#### Supplied data

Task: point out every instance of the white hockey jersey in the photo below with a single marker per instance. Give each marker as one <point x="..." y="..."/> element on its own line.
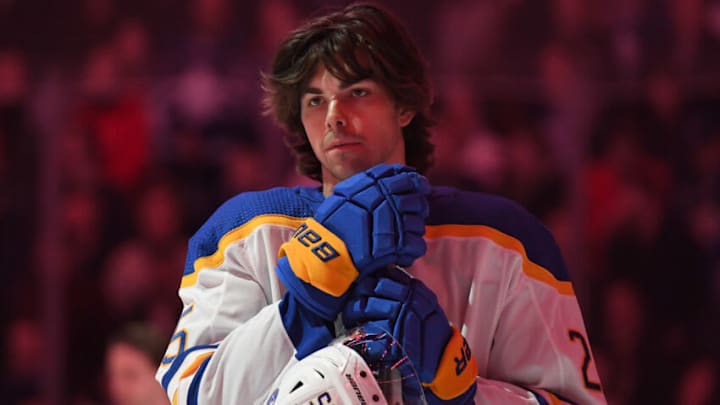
<point x="496" y="270"/>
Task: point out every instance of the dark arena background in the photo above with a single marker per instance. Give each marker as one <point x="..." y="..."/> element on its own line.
<point x="124" y="124"/>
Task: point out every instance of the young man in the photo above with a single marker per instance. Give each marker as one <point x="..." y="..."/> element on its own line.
<point x="485" y="312"/>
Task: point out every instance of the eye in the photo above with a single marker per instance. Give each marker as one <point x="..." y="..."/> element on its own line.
<point x="314" y="101"/>
<point x="359" y="92"/>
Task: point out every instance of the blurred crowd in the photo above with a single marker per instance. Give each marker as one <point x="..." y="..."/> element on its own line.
<point x="123" y="125"/>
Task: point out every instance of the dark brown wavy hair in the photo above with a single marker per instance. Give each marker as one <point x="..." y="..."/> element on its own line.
<point x="361" y="41"/>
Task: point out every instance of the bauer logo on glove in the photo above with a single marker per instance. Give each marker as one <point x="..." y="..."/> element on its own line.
<point x="311" y="239"/>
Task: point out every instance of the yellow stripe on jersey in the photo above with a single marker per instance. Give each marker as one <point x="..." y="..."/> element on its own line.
<point x="217" y="258"/>
<point x="192" y="368"/>
<point x="457" y="369"/>
<point x="530" y="268"/>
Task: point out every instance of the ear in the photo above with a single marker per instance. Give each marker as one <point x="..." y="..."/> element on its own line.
<point x="405" y="116"/>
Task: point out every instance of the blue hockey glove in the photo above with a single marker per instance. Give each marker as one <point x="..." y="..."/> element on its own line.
<point x="392" y="300"/>
<point x="372" y="219"/>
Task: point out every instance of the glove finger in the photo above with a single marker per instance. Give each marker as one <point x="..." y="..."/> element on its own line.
<point x="413" y="224"/>
<point x="404" y="183"/>
<point x="423" y="301"/>
<point x="381" y="308"/>
<point x="384" y="230"/>
<point x="414" y="247"/>
<point x="384" y="170"/>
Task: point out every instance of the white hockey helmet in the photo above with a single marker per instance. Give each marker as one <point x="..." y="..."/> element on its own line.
<point x="339" y="375"/>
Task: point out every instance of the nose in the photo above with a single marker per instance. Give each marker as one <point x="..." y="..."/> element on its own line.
<point x="335" y="117"/>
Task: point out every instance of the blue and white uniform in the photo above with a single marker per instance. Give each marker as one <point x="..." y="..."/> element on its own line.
<point x="497" y="273"/>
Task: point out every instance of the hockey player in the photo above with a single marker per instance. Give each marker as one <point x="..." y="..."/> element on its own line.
<point x="487" y="314"/>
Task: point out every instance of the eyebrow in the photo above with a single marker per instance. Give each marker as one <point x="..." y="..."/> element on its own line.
<point x="343" y="86"/>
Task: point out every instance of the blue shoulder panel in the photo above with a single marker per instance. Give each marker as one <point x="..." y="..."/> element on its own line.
<point x="452" y="206"/>
<point x="299" y="202"/>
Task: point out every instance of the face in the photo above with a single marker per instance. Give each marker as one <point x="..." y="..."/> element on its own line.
<point x="351" y="126"/>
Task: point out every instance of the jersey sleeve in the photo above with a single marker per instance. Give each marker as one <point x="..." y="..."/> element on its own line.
<point x="511" y="293"/>
<point x="229" y="344"/>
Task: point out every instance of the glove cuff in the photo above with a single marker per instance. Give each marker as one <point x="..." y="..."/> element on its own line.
<point x="318" y="302"/>
<point x="457" y="370"/>
<point x="318" y="257"/>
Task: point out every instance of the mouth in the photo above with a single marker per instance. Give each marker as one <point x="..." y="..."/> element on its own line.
<point x="343" y="144"/>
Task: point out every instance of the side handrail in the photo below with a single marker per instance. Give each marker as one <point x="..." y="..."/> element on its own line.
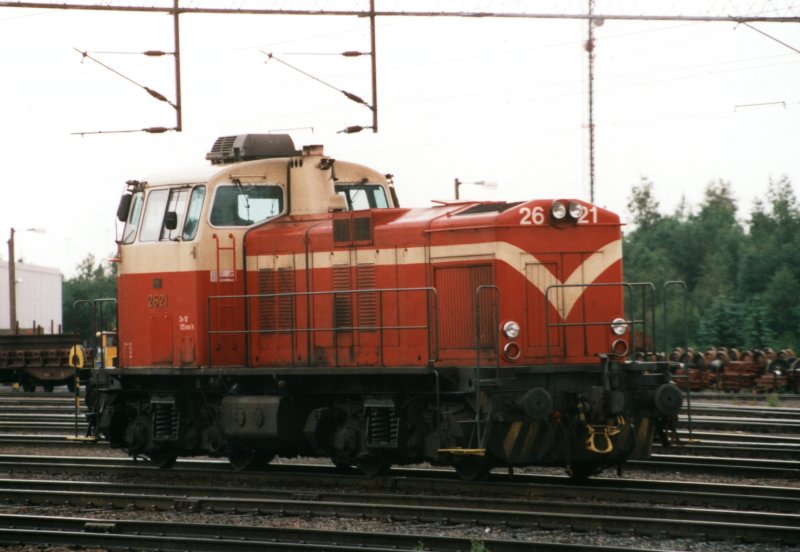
<point x="685" y="295"/>
<point x="630" y="320"/>
<point x="495" y="327"/>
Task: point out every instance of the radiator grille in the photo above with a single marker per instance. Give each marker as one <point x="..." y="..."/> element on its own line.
<point x="457" y="287"/>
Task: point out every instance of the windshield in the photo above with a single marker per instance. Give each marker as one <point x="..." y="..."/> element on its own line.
<point x="363" y="196"/>
<point x="243" y="205"/>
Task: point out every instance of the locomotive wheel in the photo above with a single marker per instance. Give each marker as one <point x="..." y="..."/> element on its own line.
<point x="373" y="467"/>
<point x="581" y="471"/>
<point x="161" y="459"/>
<point x="248" y="460"/>
<point x="472" y="470"/>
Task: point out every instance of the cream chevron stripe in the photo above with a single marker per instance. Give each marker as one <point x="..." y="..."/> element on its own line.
<point x="516" y="258"/>
<point x="586" y="273"/>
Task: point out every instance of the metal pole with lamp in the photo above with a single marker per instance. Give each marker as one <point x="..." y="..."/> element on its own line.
<point x="12" y="280"/>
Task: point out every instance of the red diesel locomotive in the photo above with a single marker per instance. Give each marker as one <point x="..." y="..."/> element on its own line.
<point x="280" y="302"/>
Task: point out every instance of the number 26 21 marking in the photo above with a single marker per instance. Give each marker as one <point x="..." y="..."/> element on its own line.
<point x="535" y="216"/>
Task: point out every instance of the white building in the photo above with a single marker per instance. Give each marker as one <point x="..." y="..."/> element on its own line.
<point x="38" y="297"/>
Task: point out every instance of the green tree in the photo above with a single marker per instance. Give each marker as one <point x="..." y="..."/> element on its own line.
<point x="93" y="281"/>
<point x="780" y="300"/>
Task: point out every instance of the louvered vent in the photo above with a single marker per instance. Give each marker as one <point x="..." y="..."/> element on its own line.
<point x="367" y="302"/>
<point x="276" y="312"/>
<point x="362" y="229"/>
<point x="342" y="303"/>
<point x="341" y="231"/>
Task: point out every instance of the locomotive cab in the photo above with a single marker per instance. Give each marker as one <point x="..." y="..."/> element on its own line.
<point x="183" y="242"/>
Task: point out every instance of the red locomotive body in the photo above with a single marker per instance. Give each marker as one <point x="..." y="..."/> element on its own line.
<point x="283" y="303"/>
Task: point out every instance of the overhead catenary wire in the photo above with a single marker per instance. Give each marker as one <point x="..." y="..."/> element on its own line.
<point x="349" y="95"/>
<point x="157" y="95"/>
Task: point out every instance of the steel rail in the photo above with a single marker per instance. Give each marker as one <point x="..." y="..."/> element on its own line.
<point x="675" y="521"/>
<point x="233" y="537"/>
<point x="523" y="487"/>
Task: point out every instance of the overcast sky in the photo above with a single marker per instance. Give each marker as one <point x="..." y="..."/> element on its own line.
<point x="474" y="99"/>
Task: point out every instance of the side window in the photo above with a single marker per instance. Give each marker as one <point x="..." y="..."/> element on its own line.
<point x="193" y="213"/>
<point x="244" y="205"/>
<point x="176" y="204"/>
<point x="154" y="215"/>
<point x="134" y="213"/>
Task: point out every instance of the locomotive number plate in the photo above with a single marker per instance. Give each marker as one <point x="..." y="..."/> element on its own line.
<point x="157" y="301"/>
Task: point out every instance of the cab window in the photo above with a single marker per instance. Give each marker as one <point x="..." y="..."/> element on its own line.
<point x="193" y="213"/>
<point x="134" y="213"/>
<point x="178" y="199"/>
<point x="243" y="205"/>
<point x="154" y="215"/>
<point x="363" y="196"/>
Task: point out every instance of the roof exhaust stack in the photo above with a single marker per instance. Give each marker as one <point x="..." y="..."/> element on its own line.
<point x="247" y="147"/>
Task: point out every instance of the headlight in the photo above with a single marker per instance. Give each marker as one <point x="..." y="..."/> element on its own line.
<point x="558" y="211"/>
<point x="511" y="329"/>
<point x="511" y="351"/>
<point x="575" y="210"/>
<point x="619" y="326"/>
<point x="619" y="347"/>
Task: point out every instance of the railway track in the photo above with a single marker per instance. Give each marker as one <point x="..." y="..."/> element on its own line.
<point x="144" y="535"/>
<point x="529" y="504"/>
<point x="736" y="446"/>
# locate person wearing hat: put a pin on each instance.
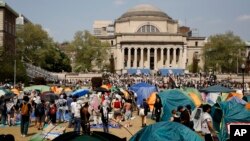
(184, 116)
(25, 109)
(85, 115)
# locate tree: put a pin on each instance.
(90, 51)
(36, 47)
(222, 52)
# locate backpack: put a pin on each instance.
(40, 109)
(197, 114)
(25, 109)
(52, 110)
(117, 104)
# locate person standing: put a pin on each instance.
(25, 109)
(144, 108)
(158, 109)
(85, 115)
(62, 103)
(104, 110)
(77, 116)
(207, 123)
(52, 112)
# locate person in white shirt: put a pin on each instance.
(72, 105)
(207, 123)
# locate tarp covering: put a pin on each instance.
(166, 131)
(233, 111)
(165, 72)
(216, 89)
(143, 90)
(171, 99)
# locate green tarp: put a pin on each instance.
(171, 99)
(232, 111)
(166, 131)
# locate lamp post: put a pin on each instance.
(243, 71)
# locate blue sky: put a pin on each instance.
(62, 18)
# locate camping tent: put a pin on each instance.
(143, 91)
(216, 89)
(232, 111)
(166, 131)
(171, 99)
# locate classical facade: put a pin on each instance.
(146, 39)
(8, 26)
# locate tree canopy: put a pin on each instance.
(90, 52)
(222, 52)
(35, 46)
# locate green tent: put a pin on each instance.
(171, 99)
(166, 131)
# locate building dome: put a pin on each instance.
(144, 11)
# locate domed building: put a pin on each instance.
(146, 39)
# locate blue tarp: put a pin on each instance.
(233, 111)
(171, 99)
(165, 72)
(166, 131)
(217, 89)
(143, 90)
(138, 71)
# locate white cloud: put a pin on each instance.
(244, 18)
(119, 2)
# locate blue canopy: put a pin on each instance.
(166, 131)
(171, 99)
(165, 72)
(80, 92)
(138, 71)
(233, 111)
(143, 90)
(216, 88)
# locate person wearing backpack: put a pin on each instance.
(25, 109)
(39, 112)
(52, 112)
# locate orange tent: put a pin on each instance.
(15, 91)
(195, 99)
(240, 96)
(151, 100)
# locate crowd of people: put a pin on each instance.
(101, 108)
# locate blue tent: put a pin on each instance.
(233, 111)
(216, 88)
(143, 90)
(166, 131)
(80, 92)
(171, 99)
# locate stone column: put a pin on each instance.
(148, 57)
(162, 58)
(135, 58)
(184, 58)
(129, 58)
(168, 57)
(141, 60)
(174, 58)
(155, 59)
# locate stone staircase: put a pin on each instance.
(34, 71)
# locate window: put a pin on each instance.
(148, 28)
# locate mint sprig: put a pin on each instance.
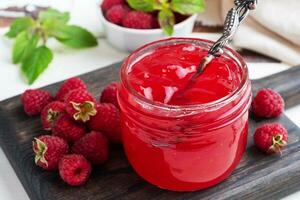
(166, 9)
(31, 36)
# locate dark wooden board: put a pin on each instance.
(257, 177)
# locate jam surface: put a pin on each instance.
(162, 75)
(190, 151)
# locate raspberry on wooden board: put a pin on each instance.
(267, 103)
(74, 169)
(271, 137)
(49, 150)
(35, 100)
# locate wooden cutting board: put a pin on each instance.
(257, 177)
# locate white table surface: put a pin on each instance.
(68, 63)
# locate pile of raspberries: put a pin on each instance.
(80, 128)
(118, 12)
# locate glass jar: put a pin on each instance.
(184, 148)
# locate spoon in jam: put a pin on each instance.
(233, 19)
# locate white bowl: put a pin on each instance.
(128, 39)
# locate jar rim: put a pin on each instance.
(216, 103)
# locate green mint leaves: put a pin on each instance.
(166, 9)
(38, 61)
(31, 35)
(143, 5)
(187, 7)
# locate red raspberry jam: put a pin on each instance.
(177, 137)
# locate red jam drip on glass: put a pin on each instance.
(162, 75)
(183, 150)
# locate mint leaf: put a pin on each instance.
(166, 21)
(36, 63)
(188, 7)
(19, 25)
(74, 36)
(53, 15)
(144, 5)
(23, 46)
(56, 29)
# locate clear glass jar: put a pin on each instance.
(184, 148)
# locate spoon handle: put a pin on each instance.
(233, 19)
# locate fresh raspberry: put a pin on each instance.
(107, 4)
(48, 151)
(50, 113)
(35, 100)
(93, 146)
(109, 94)
(267, 103)
(138, 20)
(69, 85)
(67, 129)
(80, 105)
(271, 138)
(107, 120)
(116, 13)
(74, 169)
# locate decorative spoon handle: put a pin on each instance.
(233, 19)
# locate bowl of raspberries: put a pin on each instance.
(129, 24)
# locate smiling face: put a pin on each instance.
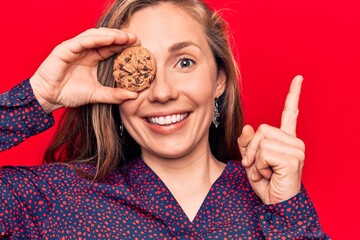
(171, 119)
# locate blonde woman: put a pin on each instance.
(164, 163)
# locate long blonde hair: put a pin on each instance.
(91, 134)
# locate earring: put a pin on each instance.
(216, 114)
(121, 127)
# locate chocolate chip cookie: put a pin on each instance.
(134, 69)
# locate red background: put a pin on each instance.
(275, 40)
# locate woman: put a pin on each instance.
(151, 165)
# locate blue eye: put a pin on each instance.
(185, 63)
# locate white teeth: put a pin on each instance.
(169, 119)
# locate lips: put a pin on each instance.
(167, 119)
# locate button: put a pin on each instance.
(268, 216)
(22, 96)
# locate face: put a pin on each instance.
(171, 119)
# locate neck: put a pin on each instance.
(189, 178)
(202, 166)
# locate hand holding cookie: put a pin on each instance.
(68, 76)
(134, 69)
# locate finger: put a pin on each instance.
(72, 49)
(110, 95)
(297, 150)
(108, 51)
(268, 132)
(246, 135)
(291, 108)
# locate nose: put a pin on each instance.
(162, 88)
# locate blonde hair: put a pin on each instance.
(91, 133)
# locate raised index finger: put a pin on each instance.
(291, 108)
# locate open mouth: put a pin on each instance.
(168, 119)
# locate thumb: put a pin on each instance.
(246, 136)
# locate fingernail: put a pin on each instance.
(253, 175)
(131, 35)
(244, 160)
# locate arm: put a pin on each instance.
(295, 218)
(66, 78)
(21, 116)
(274, 159)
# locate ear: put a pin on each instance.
(220, 84)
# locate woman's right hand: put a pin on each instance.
(68, 76)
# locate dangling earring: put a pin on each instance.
(121, 127)
(216, 114)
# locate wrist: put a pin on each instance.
(47, 106)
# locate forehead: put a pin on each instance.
(164, 25)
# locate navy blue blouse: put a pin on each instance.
(53, 201)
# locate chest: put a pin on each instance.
(124, 213)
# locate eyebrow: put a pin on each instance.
(181, 45)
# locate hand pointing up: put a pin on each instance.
(274, 157)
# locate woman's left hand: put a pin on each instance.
(274, 157)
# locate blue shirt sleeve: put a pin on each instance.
(295, 218)
(21, 116)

########

→ **Exercise prompt**
Rewrite the entries from the line with "# locate finger: put a pin on each instance." up to and including the last line, switching "put a pin" to "place a marker" and leaving everything else unchanged.

→ **Finished exercise**
# locate finger: place a marker on each instance.
(72, 49)
(110, 95)
(297, 150)
(108, 51)
(268, 132)
(246, 135)
(291, 108)
# locate nose: place a marker on each instance.
(162, 88)
# locate blonde hair: place a marker on each instance.
(91, 133)
# locate raised index finger: place a marker on each instance.
(291, 108)
# locate open mouth: place a marker on each instance.
(168, 119)
# locate thumb: place a marker on each instance.
(246, 136)
# locate fingernail: place a marker on each instance.
(253, 175)
(131, 35)
(244, 160)
# locate arm: place a marker on each instance.
(295, 218)
(66, 78)
(21, 116)
(274, 159)
# locate ear: place a marker on each instance.
(220, 84)
# locate woman's right hand: place a marker on each instance.
(68, 76)
# locate dangling earring: place a marker on each instance.
(121, 127)
(216, 114)
# locate wrist: place a marker on each instance.
(47, 106)
# locate forehead: place a marker on each instance.
(164, 25)
# locate navy blue blouse: place a marker on each instance.
(53, 201)
# locate chest: place a marker on each instance.
(124, 213)
# locate eyebrow: place a marker on each instance.
(181, 45)
# locate hand pointing up: place a marker on each instance.
(274, 157)
# locate woman's left hand: place a marker on each instance.
(274, 157)
# locate blue shirt sleeve: place a marker on each instance.
(295, 218)
(21, 116)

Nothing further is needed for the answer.